**Work instructions**.
In the text about Pollard's sentence and parole, list every calendar year mentioned, in the order each first appears.

** Opening Text shown block **

On Tuesday Justice Department spokesman Marc Raimondi said that the department had been consistent through the years in its position that “Pollard should serve his full sentence for the serious crimes he committed, which in this case is a 30-year sentence, as mandated by statute, ending Nov. 21, 2015.”
M. E. “Spike” Bowman, a former top FBI and National Counterintelligence Directorate official, who was one of the leading opponents of Pollard’s early release, said the U.S. Parole Commission did not solicit the advice of him or others this year. “I don’t think they asked,” Bowman told Newsweek. “In the past, we were very vocal, so I don’t believe we needed to be asked again.”
As for the conditions of Pollard’s parole, Bowman said, "they don't have to give him his [U.S.] passport back, but I suspect they would.” He added, “Israel deposited money for him in a Swiss bank account.”
In 1986, Pollard pled guilty to one count of conspiracy “to deliver national defense information to a foreign government” according to court documents, which carried a maximum prison term of life. He agreed to cooperate fully with the government's ongoing investigation. The sentence mandated parole after 30 years.
But according to Ron Olive, the NCIS investigator in the case, hard copies of the documents that Pollard stole over 18 months could “fill a room that is six feet by six feet by ten.”
"No other spy in the history of the United States stole so many secrets, so highly classified, in such a short period of time," he said in a 2010 interview. He and other U.S. intelligence officials maintain that Pollard sold documents to “Pakistan, South Africa and two other countries they declined to identify,” Bowman said.
Charles S. Leeper, the assistant United States attorney who prosecuted Pollard, said money was a big motivation for the spy, who claimed he was only trying to help Israel, a U.S. ally, not not to betray his country, according to a 1999 account by Seymour Hersh in The New Yorker. In his sentencing memorandum, Leeper pointed to Pollard’s annual cash contract with the Israelis, saying he “stood to receive an additional five hundred and forty thousand dollars ($540,000) over the expected life of the conspiracy,” Hersh reported.
Pollard may well decide to eventually move to Israel, which would certainly make collecting any back pay held for him easier. The Israeli embassy in Washington did not immediately respond to a request for comment on their erstwhile spy’s pay or future disposition.

** Closing Text shown block **
** Opening Provided material block **

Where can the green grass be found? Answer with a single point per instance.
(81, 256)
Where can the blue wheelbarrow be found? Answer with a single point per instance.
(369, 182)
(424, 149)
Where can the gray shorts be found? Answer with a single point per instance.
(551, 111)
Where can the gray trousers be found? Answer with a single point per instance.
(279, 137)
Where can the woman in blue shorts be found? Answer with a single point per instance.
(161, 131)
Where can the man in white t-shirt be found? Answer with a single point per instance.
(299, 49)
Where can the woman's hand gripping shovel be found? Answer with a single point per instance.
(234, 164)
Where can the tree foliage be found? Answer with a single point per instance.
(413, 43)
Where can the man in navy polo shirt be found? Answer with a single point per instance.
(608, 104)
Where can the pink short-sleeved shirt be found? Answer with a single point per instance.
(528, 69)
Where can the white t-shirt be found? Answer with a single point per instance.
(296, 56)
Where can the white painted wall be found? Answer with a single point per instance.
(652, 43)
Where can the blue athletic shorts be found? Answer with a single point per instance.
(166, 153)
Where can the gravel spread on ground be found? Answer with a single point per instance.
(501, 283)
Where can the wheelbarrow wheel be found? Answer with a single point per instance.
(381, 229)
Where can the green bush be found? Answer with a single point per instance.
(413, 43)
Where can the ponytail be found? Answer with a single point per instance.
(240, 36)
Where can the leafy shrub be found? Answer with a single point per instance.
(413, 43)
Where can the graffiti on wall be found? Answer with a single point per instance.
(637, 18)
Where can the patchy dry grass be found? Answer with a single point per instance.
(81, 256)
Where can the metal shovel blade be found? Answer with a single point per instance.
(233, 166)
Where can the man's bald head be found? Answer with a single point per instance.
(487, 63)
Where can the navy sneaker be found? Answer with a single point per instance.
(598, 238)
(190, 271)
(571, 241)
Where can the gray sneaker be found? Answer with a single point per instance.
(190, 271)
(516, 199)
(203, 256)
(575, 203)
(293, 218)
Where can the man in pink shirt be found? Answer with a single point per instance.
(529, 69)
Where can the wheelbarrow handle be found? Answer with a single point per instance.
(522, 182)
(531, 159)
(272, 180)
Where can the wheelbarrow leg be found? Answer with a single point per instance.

** Closing Provided material block **

**Answer to this task**.
2015, 1986, 2010, 1999